## begin INPUT DATA
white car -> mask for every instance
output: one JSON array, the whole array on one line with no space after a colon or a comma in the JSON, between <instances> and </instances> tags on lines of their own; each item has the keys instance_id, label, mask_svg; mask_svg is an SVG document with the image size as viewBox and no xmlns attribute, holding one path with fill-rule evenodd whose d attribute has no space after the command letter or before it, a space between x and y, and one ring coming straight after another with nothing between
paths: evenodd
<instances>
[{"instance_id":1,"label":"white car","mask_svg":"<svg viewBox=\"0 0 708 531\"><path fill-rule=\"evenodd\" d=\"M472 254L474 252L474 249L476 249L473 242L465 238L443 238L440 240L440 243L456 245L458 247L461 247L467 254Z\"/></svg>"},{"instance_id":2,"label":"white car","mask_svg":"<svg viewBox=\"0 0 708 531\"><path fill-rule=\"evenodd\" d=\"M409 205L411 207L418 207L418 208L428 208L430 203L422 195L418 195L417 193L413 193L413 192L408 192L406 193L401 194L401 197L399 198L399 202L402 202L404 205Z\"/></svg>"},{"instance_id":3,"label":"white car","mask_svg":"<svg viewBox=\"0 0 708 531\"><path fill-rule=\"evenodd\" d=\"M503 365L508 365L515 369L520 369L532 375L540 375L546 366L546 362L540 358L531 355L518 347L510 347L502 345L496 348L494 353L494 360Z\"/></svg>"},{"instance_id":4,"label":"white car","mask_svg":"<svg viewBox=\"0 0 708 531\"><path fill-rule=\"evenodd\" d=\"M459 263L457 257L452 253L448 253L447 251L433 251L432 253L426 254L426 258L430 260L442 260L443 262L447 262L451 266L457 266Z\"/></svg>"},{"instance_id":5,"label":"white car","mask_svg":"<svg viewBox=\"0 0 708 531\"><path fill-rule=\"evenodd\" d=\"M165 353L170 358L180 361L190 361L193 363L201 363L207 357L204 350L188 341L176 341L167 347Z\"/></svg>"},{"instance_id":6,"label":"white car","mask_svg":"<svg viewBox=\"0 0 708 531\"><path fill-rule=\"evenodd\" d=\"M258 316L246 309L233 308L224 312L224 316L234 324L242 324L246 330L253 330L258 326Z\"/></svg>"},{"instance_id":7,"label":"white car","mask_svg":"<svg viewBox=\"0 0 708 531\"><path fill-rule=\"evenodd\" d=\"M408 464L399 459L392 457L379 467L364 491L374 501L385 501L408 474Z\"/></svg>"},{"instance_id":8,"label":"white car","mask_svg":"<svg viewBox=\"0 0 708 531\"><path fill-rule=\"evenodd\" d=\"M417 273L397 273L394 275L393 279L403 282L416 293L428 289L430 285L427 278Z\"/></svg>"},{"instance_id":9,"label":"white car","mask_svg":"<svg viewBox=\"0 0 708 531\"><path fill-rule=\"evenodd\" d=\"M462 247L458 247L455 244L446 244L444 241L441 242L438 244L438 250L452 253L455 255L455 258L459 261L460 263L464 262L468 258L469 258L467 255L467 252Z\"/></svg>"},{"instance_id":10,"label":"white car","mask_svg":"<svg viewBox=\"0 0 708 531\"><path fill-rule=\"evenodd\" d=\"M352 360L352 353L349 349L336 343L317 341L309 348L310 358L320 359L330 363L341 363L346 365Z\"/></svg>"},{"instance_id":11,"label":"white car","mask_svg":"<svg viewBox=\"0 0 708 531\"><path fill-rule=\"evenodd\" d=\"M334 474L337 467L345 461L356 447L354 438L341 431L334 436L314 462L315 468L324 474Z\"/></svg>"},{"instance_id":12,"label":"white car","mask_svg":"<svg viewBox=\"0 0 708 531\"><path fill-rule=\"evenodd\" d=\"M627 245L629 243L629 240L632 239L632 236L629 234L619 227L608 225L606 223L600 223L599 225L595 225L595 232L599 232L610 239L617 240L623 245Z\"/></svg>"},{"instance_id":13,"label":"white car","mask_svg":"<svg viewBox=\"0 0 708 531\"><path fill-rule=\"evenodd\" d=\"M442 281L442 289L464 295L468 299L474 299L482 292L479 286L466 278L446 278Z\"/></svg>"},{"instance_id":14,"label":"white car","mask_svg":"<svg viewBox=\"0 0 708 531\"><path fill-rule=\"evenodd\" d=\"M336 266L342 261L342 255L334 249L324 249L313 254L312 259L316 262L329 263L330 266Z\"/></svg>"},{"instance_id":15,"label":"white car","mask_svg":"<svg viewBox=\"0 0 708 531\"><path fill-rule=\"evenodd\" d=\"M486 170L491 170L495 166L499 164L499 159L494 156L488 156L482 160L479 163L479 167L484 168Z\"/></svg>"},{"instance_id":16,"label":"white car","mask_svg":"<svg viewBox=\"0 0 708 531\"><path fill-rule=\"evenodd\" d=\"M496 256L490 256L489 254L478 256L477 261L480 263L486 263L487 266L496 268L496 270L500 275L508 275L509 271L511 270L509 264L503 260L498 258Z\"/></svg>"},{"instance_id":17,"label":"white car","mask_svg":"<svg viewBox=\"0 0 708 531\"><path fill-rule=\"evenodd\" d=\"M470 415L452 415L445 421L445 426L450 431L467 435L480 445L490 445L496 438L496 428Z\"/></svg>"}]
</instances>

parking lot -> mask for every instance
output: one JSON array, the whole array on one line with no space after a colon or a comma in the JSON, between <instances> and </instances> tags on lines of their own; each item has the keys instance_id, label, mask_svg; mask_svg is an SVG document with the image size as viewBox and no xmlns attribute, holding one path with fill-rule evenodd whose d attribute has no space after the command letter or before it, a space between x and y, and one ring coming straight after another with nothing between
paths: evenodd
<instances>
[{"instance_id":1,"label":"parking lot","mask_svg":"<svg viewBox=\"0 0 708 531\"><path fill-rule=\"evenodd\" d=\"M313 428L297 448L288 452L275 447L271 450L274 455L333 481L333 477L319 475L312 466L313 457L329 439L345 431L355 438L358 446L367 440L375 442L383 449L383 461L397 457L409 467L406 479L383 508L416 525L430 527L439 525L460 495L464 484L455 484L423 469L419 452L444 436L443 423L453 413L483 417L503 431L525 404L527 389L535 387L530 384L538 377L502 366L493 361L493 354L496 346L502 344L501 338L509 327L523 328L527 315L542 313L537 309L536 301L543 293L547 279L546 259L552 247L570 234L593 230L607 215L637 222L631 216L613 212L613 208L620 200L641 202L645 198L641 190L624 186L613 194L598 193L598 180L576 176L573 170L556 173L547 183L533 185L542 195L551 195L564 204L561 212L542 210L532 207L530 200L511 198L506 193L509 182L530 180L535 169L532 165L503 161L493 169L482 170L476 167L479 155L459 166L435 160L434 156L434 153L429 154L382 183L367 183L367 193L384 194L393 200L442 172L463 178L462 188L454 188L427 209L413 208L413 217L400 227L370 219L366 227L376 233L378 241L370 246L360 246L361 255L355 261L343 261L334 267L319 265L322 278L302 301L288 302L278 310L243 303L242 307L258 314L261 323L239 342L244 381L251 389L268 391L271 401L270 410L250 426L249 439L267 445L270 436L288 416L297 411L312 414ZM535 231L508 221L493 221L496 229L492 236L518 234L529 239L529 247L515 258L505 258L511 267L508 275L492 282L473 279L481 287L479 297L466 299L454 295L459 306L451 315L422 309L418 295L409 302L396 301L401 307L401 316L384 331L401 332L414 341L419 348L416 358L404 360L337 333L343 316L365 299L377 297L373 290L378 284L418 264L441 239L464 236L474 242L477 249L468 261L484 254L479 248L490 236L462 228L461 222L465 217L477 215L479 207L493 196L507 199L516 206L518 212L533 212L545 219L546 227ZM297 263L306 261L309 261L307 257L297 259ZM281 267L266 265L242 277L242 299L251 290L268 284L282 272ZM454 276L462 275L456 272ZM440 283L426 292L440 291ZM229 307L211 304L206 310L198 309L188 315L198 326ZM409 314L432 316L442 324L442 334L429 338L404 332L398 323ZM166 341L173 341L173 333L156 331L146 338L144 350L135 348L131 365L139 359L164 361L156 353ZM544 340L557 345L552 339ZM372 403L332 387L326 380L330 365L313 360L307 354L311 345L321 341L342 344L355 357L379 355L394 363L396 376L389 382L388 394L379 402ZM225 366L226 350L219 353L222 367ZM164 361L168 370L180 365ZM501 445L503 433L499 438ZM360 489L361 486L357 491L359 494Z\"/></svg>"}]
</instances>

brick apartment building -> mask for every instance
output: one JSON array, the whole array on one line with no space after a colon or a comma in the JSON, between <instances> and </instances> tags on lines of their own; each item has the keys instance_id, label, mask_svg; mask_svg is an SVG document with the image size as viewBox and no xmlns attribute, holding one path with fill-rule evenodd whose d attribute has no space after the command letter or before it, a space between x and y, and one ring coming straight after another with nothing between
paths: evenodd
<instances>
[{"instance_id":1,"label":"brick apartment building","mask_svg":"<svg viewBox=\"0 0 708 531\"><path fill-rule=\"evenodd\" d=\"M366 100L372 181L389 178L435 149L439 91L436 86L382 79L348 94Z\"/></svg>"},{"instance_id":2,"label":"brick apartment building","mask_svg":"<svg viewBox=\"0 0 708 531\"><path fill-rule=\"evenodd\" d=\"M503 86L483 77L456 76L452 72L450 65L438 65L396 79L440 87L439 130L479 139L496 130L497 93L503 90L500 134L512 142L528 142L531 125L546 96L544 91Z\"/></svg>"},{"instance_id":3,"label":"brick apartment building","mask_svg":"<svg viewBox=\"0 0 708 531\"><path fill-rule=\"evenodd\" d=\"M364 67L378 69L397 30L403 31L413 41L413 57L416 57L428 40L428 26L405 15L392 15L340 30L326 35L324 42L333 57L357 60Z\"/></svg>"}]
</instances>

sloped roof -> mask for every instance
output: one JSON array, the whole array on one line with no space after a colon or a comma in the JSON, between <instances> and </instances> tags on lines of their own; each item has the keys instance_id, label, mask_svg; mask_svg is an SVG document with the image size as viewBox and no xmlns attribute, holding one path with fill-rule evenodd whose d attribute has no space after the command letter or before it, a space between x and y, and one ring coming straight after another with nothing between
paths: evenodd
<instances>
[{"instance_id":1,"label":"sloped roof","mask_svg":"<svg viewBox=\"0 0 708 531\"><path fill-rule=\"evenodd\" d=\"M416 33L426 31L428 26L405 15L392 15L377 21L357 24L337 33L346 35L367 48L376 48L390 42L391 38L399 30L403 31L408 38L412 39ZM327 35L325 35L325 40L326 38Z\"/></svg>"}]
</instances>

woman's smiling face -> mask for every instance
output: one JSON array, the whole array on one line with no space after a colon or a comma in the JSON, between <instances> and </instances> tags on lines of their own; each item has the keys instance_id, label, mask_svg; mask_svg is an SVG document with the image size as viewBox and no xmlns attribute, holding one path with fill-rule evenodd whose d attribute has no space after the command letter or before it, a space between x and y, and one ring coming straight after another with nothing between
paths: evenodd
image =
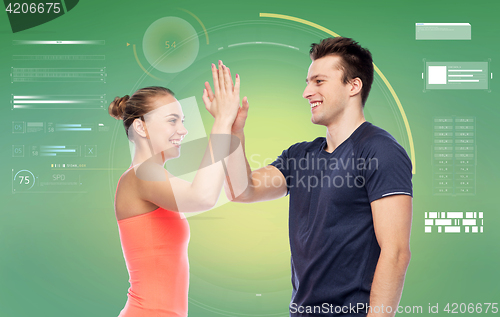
## end INPUT DATA
DIRECTION :: How many lines of the records contain the string "every"? Case counts; give the number alone.

WRITTEN ANSWER :: 5